- WORK TASK 1 -
From the blog post on the derivatives bubble, write out the stretch from "How To Defuse" through "Recession in 2007-2009." word for word.
- WORK TASK 2 -
Extend the blog post about the quadrillion-dollar derivatives bubble, picking up after its last sentence.

- EXCERPT PROVIDED -
^^^^
Showing posts with label bailout. Show all posts
Showing posts with label bailout. Show all posts

Friday, February 16, 2024

How To Defuse The QUADRILLION Dollar Derivatives Bubble (Part Deux)

Last year we discussed the QUADRILLION dollar derivatives bubble and the risks that come with it.  Well, guess what?  That bubble is still there, just WAITING to pop, and thus drag down the rest of the economy with it as well due to is massive size and interconnectedness.  And it has only grown dramatically since the last major financial crisis and Great Recession in 2007-2009.
^^^^
- RAW DATA -
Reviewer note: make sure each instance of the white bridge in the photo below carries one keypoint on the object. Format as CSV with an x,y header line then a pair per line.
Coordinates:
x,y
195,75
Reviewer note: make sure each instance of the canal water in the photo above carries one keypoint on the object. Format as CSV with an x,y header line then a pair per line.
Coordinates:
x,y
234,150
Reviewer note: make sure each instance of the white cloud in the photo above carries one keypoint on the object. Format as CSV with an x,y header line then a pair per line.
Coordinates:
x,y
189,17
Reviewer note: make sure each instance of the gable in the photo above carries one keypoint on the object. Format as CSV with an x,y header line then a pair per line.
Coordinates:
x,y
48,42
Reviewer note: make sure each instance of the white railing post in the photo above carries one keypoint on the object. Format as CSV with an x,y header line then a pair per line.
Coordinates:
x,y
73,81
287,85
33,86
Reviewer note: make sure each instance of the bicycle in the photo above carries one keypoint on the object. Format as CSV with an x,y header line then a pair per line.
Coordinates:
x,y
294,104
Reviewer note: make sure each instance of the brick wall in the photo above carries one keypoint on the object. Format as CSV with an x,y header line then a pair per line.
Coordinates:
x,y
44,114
^^^^
- ANSWER BOX 1 -
How To Defuse The QUADRILLION Dollar Derivatives Bubble (Part Deux)

Last year we discussed the QUADRILLION dollar derivatives bubble and the risks that come with it.  Well, guess what?  That bubble is still there, just WAITING to pop, and thus drag down the rest of the economy with it as well due to is massive size and interconnectedness.  And it has only grown dramatically since the last major financial crisis and Great Recession in 2007-2009.

- ANSWER BOX 2 -
Ellen Brown recently wrote another excellent article about what to do about it.  She notes how this dangerous derivatives bubble was no accident, but came into being via deliberate deregulation that specially privileged derivatives.  Repealing the Glass-Steagall Act in 1999 was only the start.  In 2000, the Commodity Futures Modernization Act (CFMA) not only removed derivatives from any sort of federal oversight, but it also declared them be legally enforceable, a privilege that NO other bets have ever historically enjoyed.  (Let's face it, derivatives are literally nothing more than glorified bets.)  Then in 2005, the Bankruptcy Act gave derivatives extra special "safe harbor" protections as well.  And after the Great Financial Crisis, a crisis in large part caused by wanton derivatives speculation, what law was passed to pretend to tame this out of control casino? You guessed it:  the Dodd-Frank Act of 2010, a band-aid which only further entrenched the fundamental derivatives problem that was left to fester. 

That is, fully legalized and unregulated gambling with other people's money on a truly gargantuan scale by the ultra-rich, using very questionable and opaque financial instruments, all backed by special privilege and protection of the law, is still very much a thing, alas.  And like any casino, the house (the oligarchy) always wins.  Privatize the profits, socialize the losses.  Heads, they win, tails, We the People lose.

Talk about moral hazard!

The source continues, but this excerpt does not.